(Natural-language object grounding data)
>>>>>

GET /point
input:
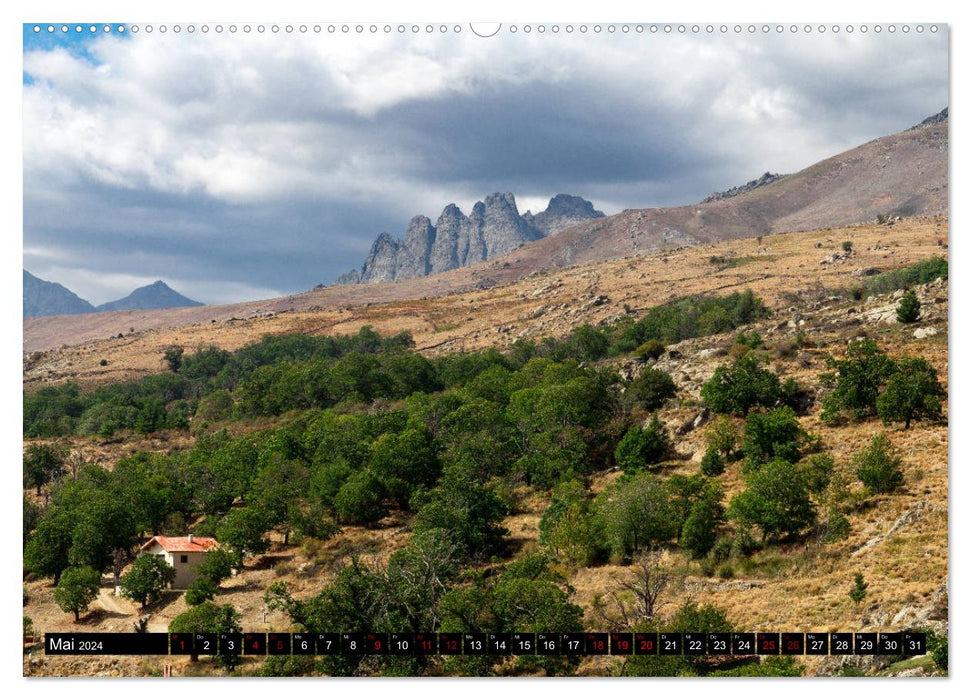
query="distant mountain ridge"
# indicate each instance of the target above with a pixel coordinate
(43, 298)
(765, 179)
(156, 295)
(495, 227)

<<<<<
>>>>>

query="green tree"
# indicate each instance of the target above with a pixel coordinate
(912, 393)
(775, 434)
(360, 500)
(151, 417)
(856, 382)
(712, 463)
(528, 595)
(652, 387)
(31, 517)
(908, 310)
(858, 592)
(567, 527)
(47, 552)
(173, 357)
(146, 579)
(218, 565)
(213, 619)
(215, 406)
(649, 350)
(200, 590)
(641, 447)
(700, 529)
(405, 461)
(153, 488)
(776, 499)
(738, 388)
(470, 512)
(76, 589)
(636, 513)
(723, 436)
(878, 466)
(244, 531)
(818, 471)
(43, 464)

<<<<<

State the number of lines above that hold the string "query", with nothing added.

2